Problem details:
Quote the records below verbatim, from the first line through the line containing "[(129, 220)]".

- - - -

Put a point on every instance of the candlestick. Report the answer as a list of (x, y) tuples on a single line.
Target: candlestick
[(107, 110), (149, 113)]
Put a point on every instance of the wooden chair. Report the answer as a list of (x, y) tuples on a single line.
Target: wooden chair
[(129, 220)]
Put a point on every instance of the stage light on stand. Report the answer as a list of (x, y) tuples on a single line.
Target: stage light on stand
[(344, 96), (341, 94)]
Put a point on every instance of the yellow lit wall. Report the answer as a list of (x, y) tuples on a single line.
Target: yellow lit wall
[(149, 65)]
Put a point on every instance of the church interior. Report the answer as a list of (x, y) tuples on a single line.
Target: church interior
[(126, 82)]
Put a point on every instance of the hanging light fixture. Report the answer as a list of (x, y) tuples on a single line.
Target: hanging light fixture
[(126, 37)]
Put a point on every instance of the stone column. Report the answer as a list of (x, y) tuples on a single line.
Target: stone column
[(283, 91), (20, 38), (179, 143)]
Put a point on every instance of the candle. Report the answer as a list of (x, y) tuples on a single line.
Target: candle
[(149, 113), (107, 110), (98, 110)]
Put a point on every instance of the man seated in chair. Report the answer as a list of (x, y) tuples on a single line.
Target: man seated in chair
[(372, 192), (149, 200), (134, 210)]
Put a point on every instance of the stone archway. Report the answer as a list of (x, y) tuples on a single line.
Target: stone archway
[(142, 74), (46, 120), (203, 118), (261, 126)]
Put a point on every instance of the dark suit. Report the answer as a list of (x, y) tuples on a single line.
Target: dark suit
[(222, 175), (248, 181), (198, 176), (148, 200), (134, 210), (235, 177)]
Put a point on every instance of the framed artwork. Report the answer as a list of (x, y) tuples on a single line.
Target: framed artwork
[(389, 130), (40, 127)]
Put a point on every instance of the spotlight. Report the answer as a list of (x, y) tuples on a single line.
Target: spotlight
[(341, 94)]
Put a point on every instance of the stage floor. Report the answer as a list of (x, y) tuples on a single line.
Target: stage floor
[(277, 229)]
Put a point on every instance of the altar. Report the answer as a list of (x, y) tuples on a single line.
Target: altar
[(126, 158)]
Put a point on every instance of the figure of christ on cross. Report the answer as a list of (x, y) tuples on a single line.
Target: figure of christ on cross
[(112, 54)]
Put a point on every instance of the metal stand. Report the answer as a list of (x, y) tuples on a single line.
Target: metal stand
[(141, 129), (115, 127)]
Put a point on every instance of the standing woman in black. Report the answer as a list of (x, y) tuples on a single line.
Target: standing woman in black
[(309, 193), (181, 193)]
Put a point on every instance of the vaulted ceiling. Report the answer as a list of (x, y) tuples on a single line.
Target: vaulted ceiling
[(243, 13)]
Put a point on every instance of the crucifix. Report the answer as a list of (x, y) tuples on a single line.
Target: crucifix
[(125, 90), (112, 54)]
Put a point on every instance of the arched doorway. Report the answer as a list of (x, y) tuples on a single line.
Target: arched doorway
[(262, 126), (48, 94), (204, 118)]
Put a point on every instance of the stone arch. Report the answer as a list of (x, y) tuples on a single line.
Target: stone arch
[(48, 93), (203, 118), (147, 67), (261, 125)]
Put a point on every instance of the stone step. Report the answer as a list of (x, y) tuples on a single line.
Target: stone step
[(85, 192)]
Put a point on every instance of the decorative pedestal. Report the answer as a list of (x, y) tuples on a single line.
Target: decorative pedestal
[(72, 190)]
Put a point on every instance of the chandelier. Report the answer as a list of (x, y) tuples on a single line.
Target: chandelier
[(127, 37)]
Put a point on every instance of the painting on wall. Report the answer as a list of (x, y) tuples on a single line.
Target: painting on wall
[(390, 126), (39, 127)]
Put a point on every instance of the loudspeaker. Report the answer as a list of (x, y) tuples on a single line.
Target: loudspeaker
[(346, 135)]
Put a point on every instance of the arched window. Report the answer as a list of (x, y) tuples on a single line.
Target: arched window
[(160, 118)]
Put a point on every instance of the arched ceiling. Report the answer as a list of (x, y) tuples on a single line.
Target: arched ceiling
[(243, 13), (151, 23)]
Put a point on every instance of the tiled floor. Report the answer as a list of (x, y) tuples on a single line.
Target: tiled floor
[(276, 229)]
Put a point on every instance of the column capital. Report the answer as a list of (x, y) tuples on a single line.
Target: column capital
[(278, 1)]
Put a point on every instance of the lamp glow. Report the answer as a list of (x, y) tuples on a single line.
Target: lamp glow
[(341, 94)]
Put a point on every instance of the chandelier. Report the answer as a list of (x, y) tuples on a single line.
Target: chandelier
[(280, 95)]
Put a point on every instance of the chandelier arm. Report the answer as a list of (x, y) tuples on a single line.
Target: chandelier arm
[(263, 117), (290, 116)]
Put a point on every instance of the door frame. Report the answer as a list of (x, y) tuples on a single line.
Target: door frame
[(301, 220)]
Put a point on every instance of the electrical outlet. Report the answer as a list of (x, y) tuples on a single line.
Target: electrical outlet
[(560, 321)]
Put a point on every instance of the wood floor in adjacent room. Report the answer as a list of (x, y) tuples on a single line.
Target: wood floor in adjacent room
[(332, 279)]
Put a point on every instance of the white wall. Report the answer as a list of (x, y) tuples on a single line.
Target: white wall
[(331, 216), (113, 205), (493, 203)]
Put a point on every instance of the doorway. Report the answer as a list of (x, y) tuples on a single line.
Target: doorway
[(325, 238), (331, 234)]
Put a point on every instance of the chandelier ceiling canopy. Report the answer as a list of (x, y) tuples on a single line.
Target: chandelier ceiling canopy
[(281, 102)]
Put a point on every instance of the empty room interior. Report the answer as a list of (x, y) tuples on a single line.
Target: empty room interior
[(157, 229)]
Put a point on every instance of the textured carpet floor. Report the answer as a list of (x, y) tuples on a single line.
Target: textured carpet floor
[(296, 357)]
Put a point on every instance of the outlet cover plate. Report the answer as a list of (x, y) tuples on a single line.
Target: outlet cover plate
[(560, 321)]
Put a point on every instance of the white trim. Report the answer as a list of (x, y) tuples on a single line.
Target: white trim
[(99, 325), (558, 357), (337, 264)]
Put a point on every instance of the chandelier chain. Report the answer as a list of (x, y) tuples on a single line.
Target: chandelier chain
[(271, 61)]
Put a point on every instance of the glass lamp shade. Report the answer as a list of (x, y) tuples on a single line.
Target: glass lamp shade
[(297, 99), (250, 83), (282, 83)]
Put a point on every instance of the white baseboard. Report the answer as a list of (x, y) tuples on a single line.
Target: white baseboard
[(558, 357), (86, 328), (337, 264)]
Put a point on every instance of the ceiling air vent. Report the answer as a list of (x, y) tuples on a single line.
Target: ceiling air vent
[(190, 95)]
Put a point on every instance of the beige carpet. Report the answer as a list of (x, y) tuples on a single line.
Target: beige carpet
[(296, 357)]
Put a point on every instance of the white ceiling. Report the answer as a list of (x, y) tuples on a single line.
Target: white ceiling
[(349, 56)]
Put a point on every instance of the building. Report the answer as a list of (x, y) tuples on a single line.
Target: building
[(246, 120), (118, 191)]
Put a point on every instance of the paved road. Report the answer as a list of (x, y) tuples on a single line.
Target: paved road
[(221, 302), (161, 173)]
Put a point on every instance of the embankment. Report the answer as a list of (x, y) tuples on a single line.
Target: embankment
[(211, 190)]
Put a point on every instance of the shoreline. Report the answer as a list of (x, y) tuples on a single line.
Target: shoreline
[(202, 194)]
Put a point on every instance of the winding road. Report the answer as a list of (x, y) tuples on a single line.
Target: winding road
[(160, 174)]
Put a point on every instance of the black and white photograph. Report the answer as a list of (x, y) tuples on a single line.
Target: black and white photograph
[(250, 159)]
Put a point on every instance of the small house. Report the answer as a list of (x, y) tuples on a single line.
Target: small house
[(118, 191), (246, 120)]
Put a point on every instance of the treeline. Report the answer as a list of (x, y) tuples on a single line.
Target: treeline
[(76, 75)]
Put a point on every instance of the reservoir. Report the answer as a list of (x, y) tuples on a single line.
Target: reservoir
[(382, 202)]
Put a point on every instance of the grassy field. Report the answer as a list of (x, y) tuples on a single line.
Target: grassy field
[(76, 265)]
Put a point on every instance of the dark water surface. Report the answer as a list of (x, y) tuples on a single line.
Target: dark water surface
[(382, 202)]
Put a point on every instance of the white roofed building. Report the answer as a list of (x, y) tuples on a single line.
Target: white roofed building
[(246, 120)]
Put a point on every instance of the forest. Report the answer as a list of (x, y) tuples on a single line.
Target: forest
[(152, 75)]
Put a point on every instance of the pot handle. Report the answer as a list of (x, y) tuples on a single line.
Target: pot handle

- - - -

Answer to the problem:
Put a point on every instance of the candlestick. Report the answer as a list of (x, y) tuples on a single line.
Target: candlestick
[(107, 110), (149, 113)]
Put a point on every instance of the wooden chair. Report the answer as a list of (x, y) tuples on a single line.
Target: wooden chair
[(129, 220)]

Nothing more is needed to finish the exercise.